*ACTIVITY*: Count up the lines below that hold "clicks", then give that count by itself.

════════

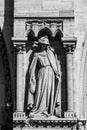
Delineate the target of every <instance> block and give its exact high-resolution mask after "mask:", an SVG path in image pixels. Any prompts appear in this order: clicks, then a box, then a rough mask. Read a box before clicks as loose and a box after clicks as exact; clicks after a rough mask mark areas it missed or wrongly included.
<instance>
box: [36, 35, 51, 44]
mask: <svg viewBox="0 0 87 130" xmlns="http://www.w3.org/2000/svg"><path fill="white" fill-rule="evenodd" d="M38 42H39V44H44V45H49V44H50V43H49V39H48V36H43V37H41V38H40V39H39V40H38Z"/></svg>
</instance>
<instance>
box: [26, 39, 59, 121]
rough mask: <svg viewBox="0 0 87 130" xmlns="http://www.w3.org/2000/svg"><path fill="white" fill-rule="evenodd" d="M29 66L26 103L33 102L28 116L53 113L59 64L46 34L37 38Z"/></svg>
mask: <svg viewBox="0 0 87 130" xmlns="http://www.w3.org/2000/svg"><path fill="white" fill-rule="evenodd" d="M37 48H38V49H36V50H37V51H34V52H33V58H32V61H31V64H30V67H29V94H28V105H29V104H33V108H32V109H31V111H30V113H29V117H30V118H41V119H44V118H46V117H49V116H51V115H54V109H55V105H56V103H57V98H58V91H59V87H60V75H61V72H60V64H59V61H58V59H57V55H56V54H55V53H54V49H53V48H52V47H51V46H50V43H49V40H48V37H47V36H44V37H41V38H40V39H39V40H38V47H37Z"/></svg>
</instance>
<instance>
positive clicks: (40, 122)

════════

*ANSWER*: 2